§ **TASK BRIEF**:
Rewrite the rows below, changing "deer" to "elk" wherever it occurs and leaving everything else the same. Leave the pictures out of your version.

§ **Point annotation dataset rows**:
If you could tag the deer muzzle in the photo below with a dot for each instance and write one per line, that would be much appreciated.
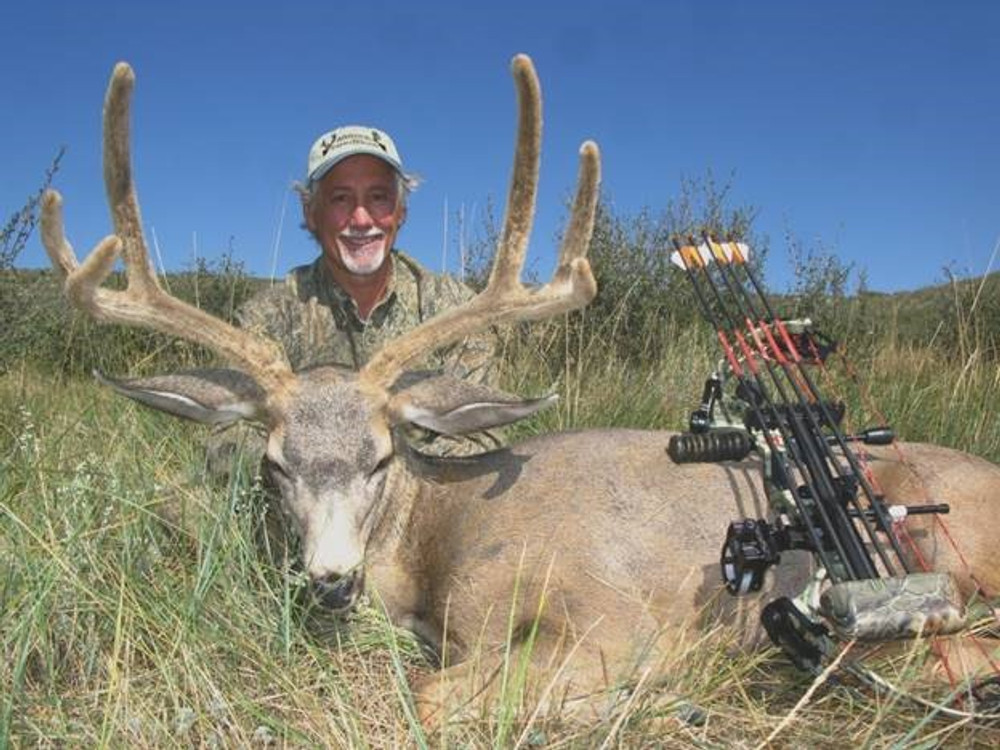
(338, 592)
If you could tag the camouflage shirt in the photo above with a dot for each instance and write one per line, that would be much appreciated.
(317, 322)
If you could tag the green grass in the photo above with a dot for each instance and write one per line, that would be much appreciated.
(137, 610)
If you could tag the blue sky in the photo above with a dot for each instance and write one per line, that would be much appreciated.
(870, 127)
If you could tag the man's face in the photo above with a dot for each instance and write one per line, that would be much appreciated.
(356, 213)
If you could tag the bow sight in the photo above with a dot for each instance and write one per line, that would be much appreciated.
(763, 399)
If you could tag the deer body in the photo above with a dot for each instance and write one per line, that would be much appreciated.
(589, 553)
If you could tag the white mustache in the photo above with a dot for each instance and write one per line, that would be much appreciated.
(368, 234)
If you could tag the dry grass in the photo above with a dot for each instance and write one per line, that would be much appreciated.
(125, 625)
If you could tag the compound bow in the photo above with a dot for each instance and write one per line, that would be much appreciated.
(822, 498)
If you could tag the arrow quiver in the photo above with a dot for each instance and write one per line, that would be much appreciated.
(763, 398)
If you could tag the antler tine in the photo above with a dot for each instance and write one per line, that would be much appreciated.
(144, 303)
(523, 190)
(505, 299)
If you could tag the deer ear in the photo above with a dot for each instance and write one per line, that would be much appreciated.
(211, 396)
(455, 407)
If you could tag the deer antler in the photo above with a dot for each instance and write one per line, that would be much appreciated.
(144, 303)
(505, 299)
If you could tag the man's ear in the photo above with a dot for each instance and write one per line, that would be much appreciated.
(451, 406)
(307, 217)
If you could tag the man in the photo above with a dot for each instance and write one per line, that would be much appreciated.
(361, 291)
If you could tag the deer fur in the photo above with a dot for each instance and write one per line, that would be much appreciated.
(590, 554)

§ **RESULT BELOW**:
If you could tag the elk muzzle in the photo below with a dot for each instance and write one per line, that would be much appreciated.
(338, 592)
If you could tag the camouflage shirt in the photo above with a dot for each instance and write one per line, that would be much appreciated.
(317, 322)
If you could tag the green grass in the photo above with a dot for each instance and write one per line, that would be much appreciated.
(137, 610)
If you could tag the blue sky in the photo above with a dot for each instance and write one per line, that would be much appreciated.
(870, 127)
If you could tag the man's face in the photo above with a dot for each instance and write one per line, that would be much appreciated.
(356, 213)
If you could tag the bow sight in the photo above with a dot for each instance and write one per line, that would be much appreciated.
(763, 399)
If you could tag the elk body in the photo above with a dot for each instance and write one per line, that would be much appreciated.
(589, 553)
If you could tag the white mustache in the photo above with a dot for each instance and write one per line, that would be much appreciated.
(368, 234)
If you could tag the dry grass in the photo above with a dot for each instance and write one per line, that would be much appreciated.
(125, 625)
If you could tag the compound bow in the photo above with a dot for each instance and write one per line, that would be much appreciated.
(822, 498)
If you could tag the arrow quiver in the photo above with a dot for each instance and write one per line, that would be much appreciated.
(763, 398)
If you could tag the antler tine in the photo above with a dot for each instance and write one per line, that would be much appreciated.
(144, 303)
(523, 190)
(505, 299)
If you could tag the elk ear in the photo above with a dot for each instance and write one per line, that would be much appreciated.
(211, 396)
(455, 407)
If you could tag the elk antler in the photo above with a dot for each instance and write one per line, that would be much appreciated.
(144, 303)
(505, 299)
If you could tag the man's ear in the photo above with a dot for each instance and write one per line, that would be much appreciated.
(451, 406)
(307, 217)
If you could tag the man in the photo above with a dot for each instance and write one per line, that would be much appreciated.
(361, 291)
If you could tag the elk fur in the photo above with a dot for each instance and write one per line, that would be much appreciated.
(590, 554)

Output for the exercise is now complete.